Esta evocación de Linacero refiere a un evento que tuvo lugar en su adolescencia, cuando contaba con unos quince o dieciséis años. Ahí se encuentra en la noche de un 31 de Diciembre, justo a punto de comenzar el año nuevo –imagen onettiana por excelencia que se repite en Justo el treinta y uno y en Dejemos hablar al viento–, cuando apartándose de la fiesta familiar sale a tomar el aire. En el camino se encuentra con Ana María, a la que intercepta y lleva con engaños a la casa del jardinero que se ubica en medio del bosque, prometiéndole que ahí verán a Arsenio, un amigo común al que ella admira; pero cuando llegan a la casa no hay nadie y Ana María, al darse cuenta de la estafa, intenta huir y en su desesperación golpea a Linacero, propiciando que el haga lo mismo con ella y que la humille sexualmente “sin deseo” y sin llegar a violarla.
Pocos meses después Ana María muere y su imagen sigue obsesionando a Linacero hasta el punto de hacerla venir de manera inconsciente en las noches en que se pone a imaginar un mundo distinto.

# Datos almacenados
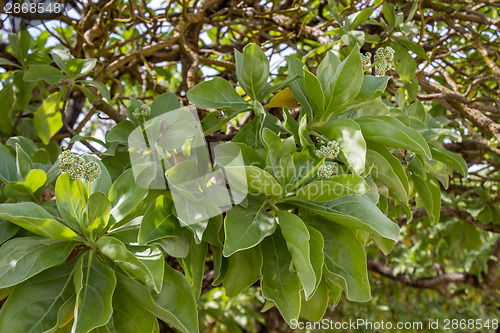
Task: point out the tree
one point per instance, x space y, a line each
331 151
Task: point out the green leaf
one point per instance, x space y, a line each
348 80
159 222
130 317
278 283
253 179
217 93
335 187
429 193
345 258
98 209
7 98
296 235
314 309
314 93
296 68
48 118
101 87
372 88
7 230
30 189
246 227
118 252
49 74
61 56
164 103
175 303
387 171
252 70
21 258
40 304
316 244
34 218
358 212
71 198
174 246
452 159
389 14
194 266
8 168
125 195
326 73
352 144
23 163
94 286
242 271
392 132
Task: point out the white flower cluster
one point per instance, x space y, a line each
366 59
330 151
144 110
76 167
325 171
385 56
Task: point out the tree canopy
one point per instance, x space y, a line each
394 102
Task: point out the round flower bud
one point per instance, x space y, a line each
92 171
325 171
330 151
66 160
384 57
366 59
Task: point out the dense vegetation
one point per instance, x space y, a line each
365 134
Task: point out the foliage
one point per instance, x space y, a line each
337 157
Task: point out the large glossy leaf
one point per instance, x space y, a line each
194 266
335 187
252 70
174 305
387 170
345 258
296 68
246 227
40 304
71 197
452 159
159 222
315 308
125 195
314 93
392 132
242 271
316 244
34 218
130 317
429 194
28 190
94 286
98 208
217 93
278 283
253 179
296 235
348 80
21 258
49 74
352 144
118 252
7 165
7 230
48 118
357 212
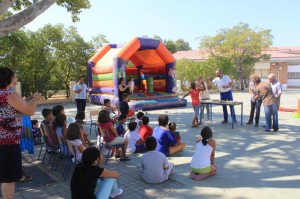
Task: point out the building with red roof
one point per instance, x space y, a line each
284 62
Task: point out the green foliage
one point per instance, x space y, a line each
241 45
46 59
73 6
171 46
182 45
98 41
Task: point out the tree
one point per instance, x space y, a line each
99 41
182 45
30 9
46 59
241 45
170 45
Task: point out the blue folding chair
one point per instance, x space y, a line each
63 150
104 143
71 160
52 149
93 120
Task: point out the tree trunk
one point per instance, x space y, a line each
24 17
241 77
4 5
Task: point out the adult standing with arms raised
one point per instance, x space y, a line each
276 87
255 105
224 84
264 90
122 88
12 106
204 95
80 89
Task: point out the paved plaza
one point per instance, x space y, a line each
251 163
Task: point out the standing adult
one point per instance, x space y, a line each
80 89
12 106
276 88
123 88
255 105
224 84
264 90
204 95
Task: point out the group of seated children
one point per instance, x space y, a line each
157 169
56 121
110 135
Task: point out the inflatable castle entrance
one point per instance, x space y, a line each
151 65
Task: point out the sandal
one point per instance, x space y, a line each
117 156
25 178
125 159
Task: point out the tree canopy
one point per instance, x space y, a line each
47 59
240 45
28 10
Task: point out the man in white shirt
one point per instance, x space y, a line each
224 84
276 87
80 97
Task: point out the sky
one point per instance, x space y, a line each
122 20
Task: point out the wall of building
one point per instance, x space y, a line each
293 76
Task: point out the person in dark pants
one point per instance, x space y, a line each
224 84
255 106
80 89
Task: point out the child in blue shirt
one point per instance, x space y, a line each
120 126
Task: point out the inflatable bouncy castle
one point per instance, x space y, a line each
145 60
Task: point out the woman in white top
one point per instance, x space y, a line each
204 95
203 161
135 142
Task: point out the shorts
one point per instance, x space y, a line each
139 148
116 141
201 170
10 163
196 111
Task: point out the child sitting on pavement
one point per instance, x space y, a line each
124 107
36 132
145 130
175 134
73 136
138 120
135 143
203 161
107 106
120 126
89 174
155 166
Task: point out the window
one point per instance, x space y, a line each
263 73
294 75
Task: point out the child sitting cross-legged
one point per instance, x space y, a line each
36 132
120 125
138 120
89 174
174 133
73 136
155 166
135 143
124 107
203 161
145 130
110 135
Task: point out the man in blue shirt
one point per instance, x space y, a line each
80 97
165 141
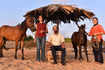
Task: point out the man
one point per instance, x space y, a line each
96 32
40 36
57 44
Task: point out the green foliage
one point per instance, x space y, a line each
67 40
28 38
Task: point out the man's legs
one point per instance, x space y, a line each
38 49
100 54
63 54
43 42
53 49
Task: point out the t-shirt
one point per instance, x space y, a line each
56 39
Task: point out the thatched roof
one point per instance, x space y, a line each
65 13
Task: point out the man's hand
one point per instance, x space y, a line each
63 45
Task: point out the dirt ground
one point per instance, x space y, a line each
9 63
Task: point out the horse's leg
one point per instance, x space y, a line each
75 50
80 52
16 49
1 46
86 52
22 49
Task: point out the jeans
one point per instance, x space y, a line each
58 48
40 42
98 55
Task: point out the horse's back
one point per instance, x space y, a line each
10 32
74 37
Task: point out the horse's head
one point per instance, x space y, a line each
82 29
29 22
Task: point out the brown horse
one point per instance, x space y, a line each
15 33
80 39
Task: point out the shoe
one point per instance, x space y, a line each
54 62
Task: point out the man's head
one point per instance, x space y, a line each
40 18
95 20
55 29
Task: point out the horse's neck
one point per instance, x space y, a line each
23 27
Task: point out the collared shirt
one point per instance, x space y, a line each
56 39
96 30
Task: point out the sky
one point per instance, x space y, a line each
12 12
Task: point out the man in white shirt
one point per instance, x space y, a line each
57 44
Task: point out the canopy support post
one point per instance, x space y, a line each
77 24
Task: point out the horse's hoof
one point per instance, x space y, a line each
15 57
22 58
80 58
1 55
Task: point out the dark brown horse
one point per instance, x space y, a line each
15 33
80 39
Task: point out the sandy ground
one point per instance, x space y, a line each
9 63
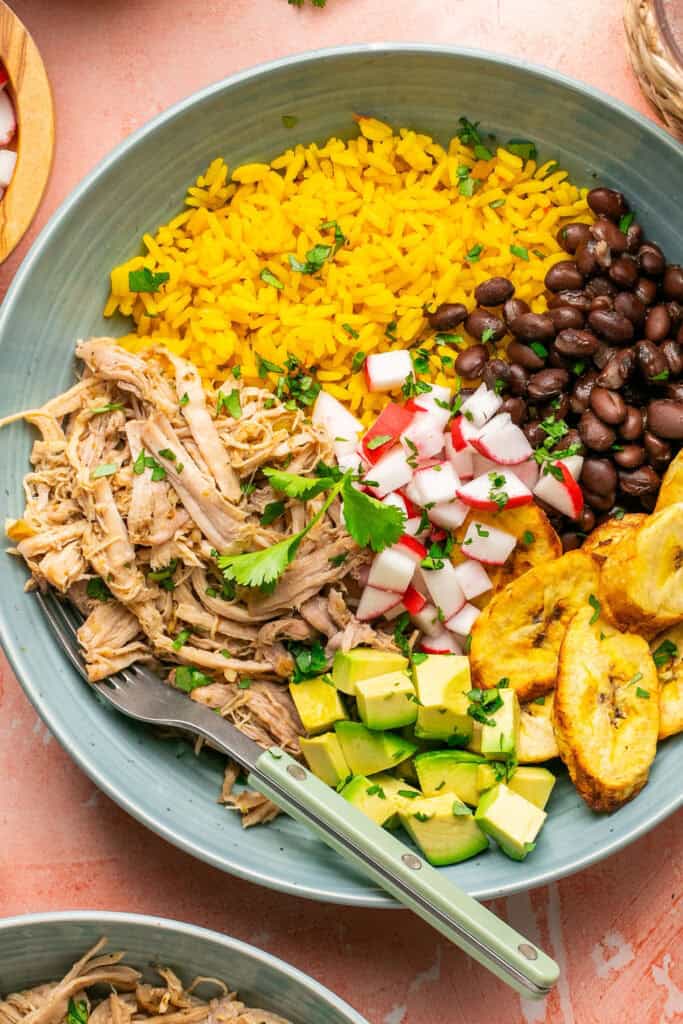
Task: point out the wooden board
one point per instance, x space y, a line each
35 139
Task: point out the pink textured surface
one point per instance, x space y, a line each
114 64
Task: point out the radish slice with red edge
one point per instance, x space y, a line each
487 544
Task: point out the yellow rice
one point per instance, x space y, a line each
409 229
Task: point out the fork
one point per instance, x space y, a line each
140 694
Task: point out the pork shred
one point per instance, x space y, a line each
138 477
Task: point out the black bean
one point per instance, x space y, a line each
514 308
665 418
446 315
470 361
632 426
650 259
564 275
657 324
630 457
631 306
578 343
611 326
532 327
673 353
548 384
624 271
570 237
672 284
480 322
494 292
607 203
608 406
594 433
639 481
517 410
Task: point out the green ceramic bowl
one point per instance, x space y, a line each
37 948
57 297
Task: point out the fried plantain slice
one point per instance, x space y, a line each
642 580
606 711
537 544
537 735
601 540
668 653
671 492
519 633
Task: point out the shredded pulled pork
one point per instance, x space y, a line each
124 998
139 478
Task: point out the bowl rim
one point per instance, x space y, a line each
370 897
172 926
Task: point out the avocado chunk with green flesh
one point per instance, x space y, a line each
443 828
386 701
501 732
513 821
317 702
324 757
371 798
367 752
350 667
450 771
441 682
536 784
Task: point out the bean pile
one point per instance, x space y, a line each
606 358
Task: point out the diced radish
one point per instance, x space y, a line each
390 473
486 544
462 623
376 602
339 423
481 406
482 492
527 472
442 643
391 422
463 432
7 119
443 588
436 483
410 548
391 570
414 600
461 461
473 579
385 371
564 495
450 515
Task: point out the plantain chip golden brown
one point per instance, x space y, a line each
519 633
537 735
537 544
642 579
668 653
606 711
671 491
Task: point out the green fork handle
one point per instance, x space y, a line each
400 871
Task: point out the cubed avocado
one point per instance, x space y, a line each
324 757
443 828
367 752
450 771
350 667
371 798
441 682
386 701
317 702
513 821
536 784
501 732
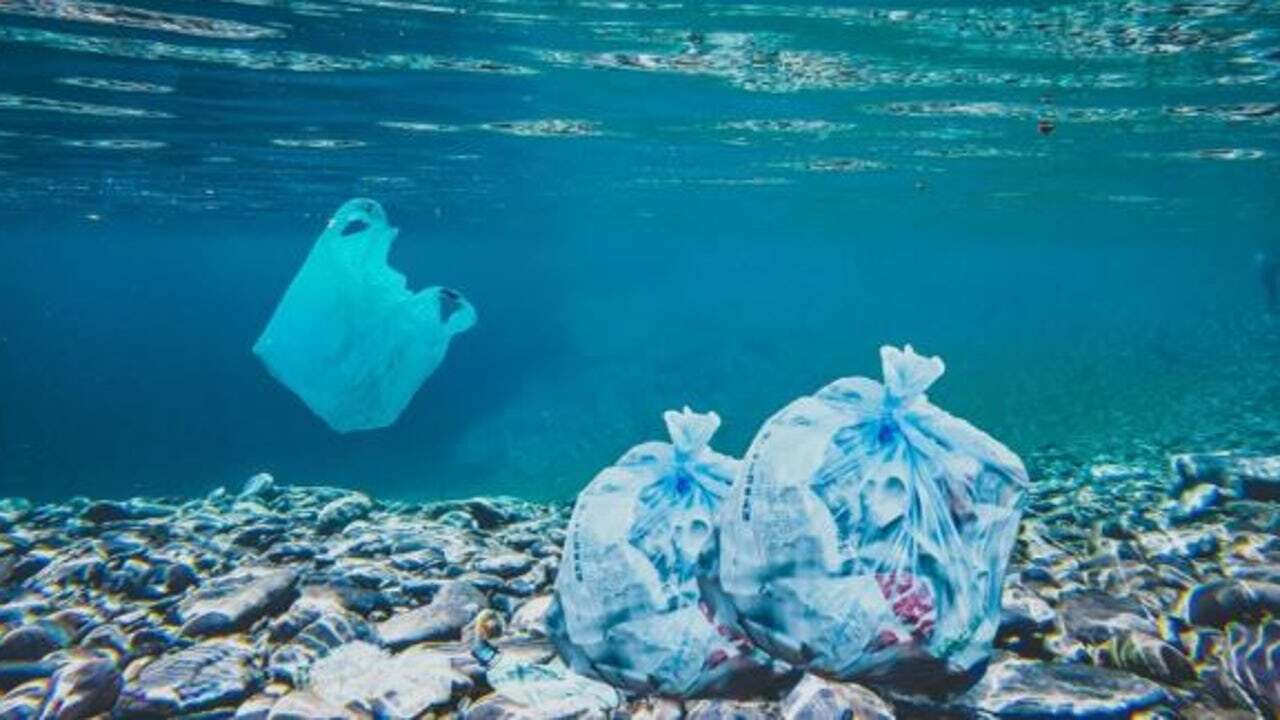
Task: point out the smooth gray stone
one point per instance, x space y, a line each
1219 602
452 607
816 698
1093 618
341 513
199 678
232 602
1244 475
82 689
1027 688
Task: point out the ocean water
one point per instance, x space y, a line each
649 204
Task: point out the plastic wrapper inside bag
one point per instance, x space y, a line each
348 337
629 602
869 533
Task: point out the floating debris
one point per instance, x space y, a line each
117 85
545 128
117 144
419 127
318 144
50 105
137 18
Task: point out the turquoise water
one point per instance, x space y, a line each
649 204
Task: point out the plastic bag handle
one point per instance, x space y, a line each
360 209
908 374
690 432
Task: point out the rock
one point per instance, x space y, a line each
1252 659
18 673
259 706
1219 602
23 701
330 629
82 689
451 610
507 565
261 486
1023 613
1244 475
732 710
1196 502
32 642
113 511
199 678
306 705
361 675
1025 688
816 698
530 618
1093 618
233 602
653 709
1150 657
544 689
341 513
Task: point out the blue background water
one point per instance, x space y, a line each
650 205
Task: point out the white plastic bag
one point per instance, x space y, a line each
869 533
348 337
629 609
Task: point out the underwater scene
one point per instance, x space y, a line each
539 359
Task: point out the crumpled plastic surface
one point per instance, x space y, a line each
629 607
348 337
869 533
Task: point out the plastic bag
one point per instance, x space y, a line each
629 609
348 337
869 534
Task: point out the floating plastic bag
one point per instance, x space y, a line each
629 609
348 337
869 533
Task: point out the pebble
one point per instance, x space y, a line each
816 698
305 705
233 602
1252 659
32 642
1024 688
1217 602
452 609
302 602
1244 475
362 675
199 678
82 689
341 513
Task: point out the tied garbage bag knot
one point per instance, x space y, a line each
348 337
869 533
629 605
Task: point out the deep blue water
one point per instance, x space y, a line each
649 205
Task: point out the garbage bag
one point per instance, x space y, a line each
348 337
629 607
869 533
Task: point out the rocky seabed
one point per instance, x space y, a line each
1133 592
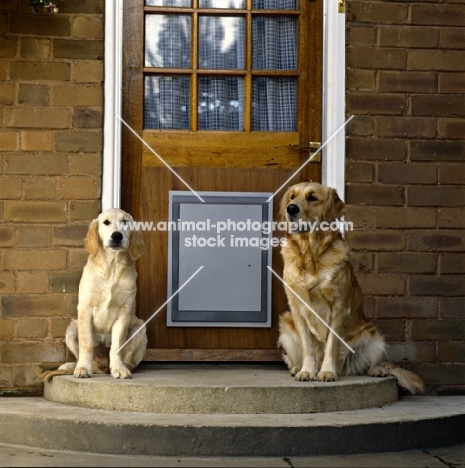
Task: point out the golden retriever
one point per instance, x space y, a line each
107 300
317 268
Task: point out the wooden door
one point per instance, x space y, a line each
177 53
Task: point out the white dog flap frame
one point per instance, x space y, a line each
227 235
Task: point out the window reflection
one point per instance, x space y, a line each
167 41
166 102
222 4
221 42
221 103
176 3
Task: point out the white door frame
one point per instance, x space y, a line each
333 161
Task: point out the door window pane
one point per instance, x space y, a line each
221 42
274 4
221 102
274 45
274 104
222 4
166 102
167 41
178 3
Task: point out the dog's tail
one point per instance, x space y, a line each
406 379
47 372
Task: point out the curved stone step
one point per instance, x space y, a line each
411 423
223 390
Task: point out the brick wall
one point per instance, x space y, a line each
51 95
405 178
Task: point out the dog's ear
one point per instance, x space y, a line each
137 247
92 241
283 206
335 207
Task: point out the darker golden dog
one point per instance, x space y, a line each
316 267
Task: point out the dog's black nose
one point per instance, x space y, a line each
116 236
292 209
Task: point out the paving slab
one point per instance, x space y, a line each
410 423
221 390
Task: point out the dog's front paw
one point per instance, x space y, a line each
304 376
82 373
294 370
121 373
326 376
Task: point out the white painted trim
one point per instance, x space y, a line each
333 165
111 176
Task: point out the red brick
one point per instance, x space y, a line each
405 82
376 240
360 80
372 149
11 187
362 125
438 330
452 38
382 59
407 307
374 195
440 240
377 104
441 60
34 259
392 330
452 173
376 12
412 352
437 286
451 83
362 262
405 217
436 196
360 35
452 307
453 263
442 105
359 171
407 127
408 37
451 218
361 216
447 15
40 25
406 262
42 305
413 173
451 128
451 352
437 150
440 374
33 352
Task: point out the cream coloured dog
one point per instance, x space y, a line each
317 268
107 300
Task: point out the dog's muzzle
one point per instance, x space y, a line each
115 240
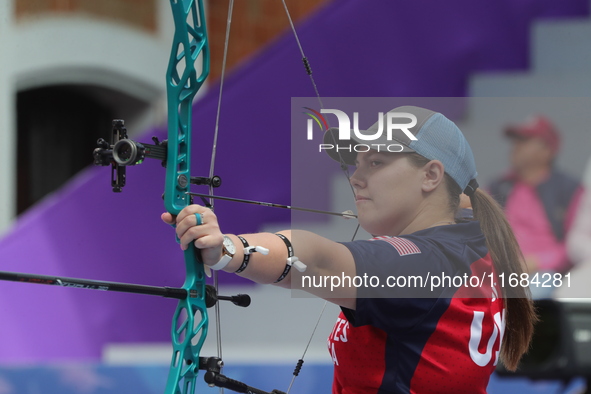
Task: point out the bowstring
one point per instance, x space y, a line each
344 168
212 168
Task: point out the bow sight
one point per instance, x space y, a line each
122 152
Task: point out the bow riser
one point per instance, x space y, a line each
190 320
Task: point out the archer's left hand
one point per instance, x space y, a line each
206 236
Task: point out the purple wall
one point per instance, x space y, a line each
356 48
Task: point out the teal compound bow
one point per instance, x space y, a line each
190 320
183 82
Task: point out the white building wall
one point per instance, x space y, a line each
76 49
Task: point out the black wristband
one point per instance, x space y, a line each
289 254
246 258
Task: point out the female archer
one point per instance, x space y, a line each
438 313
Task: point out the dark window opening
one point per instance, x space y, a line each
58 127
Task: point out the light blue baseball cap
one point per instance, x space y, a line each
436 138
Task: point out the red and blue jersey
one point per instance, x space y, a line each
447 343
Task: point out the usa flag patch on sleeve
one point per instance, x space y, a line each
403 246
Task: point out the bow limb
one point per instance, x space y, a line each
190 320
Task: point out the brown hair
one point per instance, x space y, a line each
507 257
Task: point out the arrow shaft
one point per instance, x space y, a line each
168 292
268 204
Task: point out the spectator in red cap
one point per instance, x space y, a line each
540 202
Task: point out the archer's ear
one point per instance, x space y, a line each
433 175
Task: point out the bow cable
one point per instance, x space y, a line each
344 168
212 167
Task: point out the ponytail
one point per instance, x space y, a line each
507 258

# Ejercicios propuestos
1. Reescribe en forma de lista el párrafo de la fuente que comienza con «Esta evocación de Linacero» y conserva sus hechos principales.
2. Resume en dos oraciones la fuente.
3. Prosigue el análisis de la fuente sobre Linacero y Ana María a partir del punto en que se detiene.
Los datos provienen de otra fuente.

# Respuestas por tarea
1.
- Linacero evoca un episodio de su adolescencia, cuando tenía unos quince o dieciséis años.
- Ocurre la noche de un 31 de diciembre, justo antes del año nuevo. Es una imagen característica de Onetti que se repite en Justo el treinta y uno y en Dejemos hablar al viento.
- Linacero se aparta de la fiesta familiar y sale a tomar el aire.
- En el camino encuentra a Ana María y, con engaños, la lleva a la casa del jardinero, en medio del bosque. Le promete que allí verán a Arsenio, un amigo común al que ella admira.
- En la casa no hay nadie. Ana María descubre la estafa, intenta huir y golpea a Linacero.
- Linacero también la golpea y la humilla sexualmente «sin deseo», sin llegar a violarla.

2. En su adolescencia, una noche de 31 de diciembre, Linacero lleva con engaños a Ana María a la casa del jardinero con la promesa de ver a Arsenio, y cuando ella descubre la estafa ambos se golpean y él la humilla sexualmente sin llegar a violarla. Pocos meses después Ana María muere, y su imagen obsesiona a Linacero hasta el punto de aparecer de manera inconsciente en las noches en que imagina un mundo distinto.

3.
Las razones de la agresión a Ana María no son sexuales, más bien se deben a la manera tan sumisa en que la muchacha lo ha seguido y ha caído en la trampa. A Linacero le fastidia que Ana María haya creído en su mentira de una manera tan fácil –“Le dije la mentira sin mirarla, seguro de que iba a creerla”–, y a partir de esa conciencia no puede dejar de sentirle odio, una actitud que se va sintiendo desde el primer momento de la evocación –“Puede parecer mentira: pero recuerdo perfectamente que desde el momento en que reconocí a Ana María –por la manera de llevar un brazo separado del cuerpo y la inclinación de la cabeza– supe todo lo que iba a pasar esa noche.”– y que adquiere una mayor tonalidad cuando el hecho está a punto de ser consumado: “Le tenía lástima, compadeciéndola por ser tan estúpida, por haber creído en mi mentira, por avanzar así, ridícula, doblada, sujetando la risa que le llenaba la boca por la sorpresa que íbamos a darle a Arsenio”.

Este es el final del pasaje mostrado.